Recently, I have been contemplating whether our family is complete or not. It’s such a big, big decision for a woman to make. I am in my prime baby-making years and evolutionarily speaking, I’m wasting it. However, reason quickly takes over and I think about how many people are currently on this earth and the two beautiful little girls that I have been given, and one more (although I would love to have a baby again) doesn’t equate in my mind.
When I was pregnant with my first daughter, I can remember being terrified of the unknown. Would I be a good mother? Could I adequately tend to her needs in the proper way? What if I messed this up? I assume that these are normal responses and any mother pregnant with her first child has a number of concerns about the future may hold.
I wanted to ensure that I did it right, because babies don’t come with cute, little instruction booklets, nor do they typically offer second chances. I immediately sought prenatal care, after checking out a handy dandy pregnancy calculator. Then, headed to my local drugstore to stock up on
horse pills prenatal vitamins (seriously, where were the gummy vites when I was pregnant?). I then combed every.single.website. for information on how to do this “pregnancy thing” properly, such as pregnancy information from Bounty.com, among other parenting websites that offered up a “guide map” for the next 9 months.
I was overwhelmed.
Eat this – don’t eat that. This can be linked to cancer – that can be linked to ADHD – ahhhhhhhhh! I thought that labor was supposed to be the hard part? I was excited for our upcoming arrival, but my goodness is there a lot to learn during those nine months. Of course, regardless of what I put into my mouth, or how many jumping jacks I did, she arrived beautiful, healthy, and perfect in every way. In fact, we enjoyed her so much that we decided to have #2.
Little miss #2 provided her very own set of challenges. I was sick for the first 3 months so severely that I had to crawl off of the couch just to use the bathroom. Once the severe morning sickness subsided, I rather enjoyed my pregnancy and had an easy C-section delivery. Then, she began to cry. She was the loudest baby in the hospital by far and she showed no signs of slowing down.
I was prepared for this. I mean, babies cry. I knew the routine, and I had this baby thing licked (or so I thought). The problem? She kept crying…for two years. Often times when I tell people this story, they think I’m exaggerating. I mean really, can a baby cry for two years? Why yes, yes they can – I lived through it, never once losing my temper, but I’m sure a little of my sanity was gone by the end of it. In fact, I’m certain of it.
So, baby #3, although an endearing prospect, isn’t really going to become a reality. I long to hold a baby and smell their sweet skin, but I don’t know that adding another baby to our family flow would be a good choice for anyone. On the flip side, it’s hard to say goodbye to my baby-making years, and I will look back fondly on them.
How did you decide when you were done? Was it hard to say goodbye?

STUDY QUESTIONS —
[1] Extract the passage of the post about deciding on a third baby starting at "So, baby #3, although" and ending at "fondly on them.".
[2] In the post about deciding on a third baby, how long did the second daughter keep crying?

INFORMATION PROVIDED —
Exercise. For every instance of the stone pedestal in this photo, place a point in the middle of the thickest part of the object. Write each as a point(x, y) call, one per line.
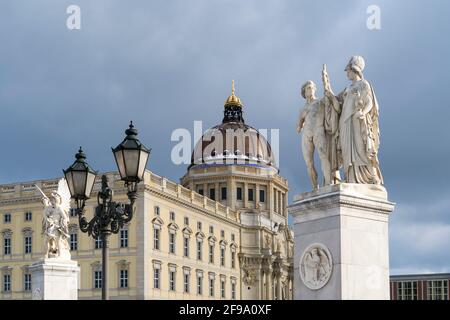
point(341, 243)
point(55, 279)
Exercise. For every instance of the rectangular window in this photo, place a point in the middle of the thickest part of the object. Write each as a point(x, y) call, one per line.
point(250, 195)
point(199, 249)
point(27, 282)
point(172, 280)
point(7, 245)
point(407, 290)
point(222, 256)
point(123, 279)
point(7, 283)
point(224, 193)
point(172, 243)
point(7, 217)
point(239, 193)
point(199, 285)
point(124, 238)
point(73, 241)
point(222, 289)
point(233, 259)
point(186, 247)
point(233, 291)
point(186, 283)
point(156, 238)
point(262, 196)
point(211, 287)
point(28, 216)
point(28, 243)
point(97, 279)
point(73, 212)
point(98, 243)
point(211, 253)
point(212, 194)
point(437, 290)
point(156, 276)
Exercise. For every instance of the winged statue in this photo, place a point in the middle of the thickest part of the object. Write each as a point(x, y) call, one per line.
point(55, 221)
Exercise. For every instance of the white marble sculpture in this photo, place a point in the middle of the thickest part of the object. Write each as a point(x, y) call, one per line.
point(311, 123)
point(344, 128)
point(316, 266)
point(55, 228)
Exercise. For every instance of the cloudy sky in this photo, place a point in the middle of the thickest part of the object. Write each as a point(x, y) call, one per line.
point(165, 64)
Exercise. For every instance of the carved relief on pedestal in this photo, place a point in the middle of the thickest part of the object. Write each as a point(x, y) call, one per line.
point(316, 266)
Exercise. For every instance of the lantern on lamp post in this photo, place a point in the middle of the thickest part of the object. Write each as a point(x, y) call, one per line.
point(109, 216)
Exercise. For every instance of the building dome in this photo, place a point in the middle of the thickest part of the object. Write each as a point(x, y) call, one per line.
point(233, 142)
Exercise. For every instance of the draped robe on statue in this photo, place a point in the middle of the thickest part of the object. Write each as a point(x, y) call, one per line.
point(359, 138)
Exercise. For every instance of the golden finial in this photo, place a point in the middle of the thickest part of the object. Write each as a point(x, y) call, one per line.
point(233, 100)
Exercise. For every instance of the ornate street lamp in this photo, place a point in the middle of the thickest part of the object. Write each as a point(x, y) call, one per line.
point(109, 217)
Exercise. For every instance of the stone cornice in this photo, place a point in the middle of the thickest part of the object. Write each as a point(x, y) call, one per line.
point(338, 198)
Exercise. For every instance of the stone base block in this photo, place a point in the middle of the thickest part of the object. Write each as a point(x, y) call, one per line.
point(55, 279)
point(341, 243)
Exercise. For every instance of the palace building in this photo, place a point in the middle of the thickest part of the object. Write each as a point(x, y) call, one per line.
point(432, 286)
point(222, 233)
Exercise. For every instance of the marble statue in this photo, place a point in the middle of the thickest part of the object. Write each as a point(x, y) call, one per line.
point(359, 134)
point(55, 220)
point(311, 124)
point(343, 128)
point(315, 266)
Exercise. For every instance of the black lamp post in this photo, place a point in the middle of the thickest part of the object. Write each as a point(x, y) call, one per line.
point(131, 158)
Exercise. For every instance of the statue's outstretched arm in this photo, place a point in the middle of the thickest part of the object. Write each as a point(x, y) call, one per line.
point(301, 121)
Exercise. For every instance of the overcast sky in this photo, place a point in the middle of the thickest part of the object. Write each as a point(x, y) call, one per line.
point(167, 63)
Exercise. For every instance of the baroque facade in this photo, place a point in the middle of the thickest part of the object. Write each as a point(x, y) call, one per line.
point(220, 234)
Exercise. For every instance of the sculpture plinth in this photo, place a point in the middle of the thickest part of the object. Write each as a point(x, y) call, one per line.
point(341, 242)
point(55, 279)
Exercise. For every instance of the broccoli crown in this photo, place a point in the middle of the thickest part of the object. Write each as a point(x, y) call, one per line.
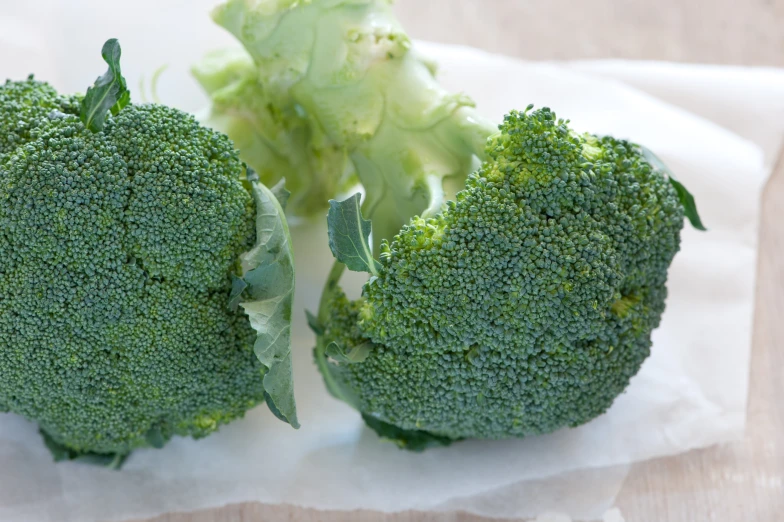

SOLUTION SET —
[1]
So, baby #3, although an endearing prospect, isn’t really going to become a reality. I long to hold a baby and smell their sweet skin, but I don’t know that adding another baby to our family flow would be a good choice for anyone. On the flip side, it’s hard to say goodbye to my baby-making years, and I will look back fondly on them.

[2] For two years.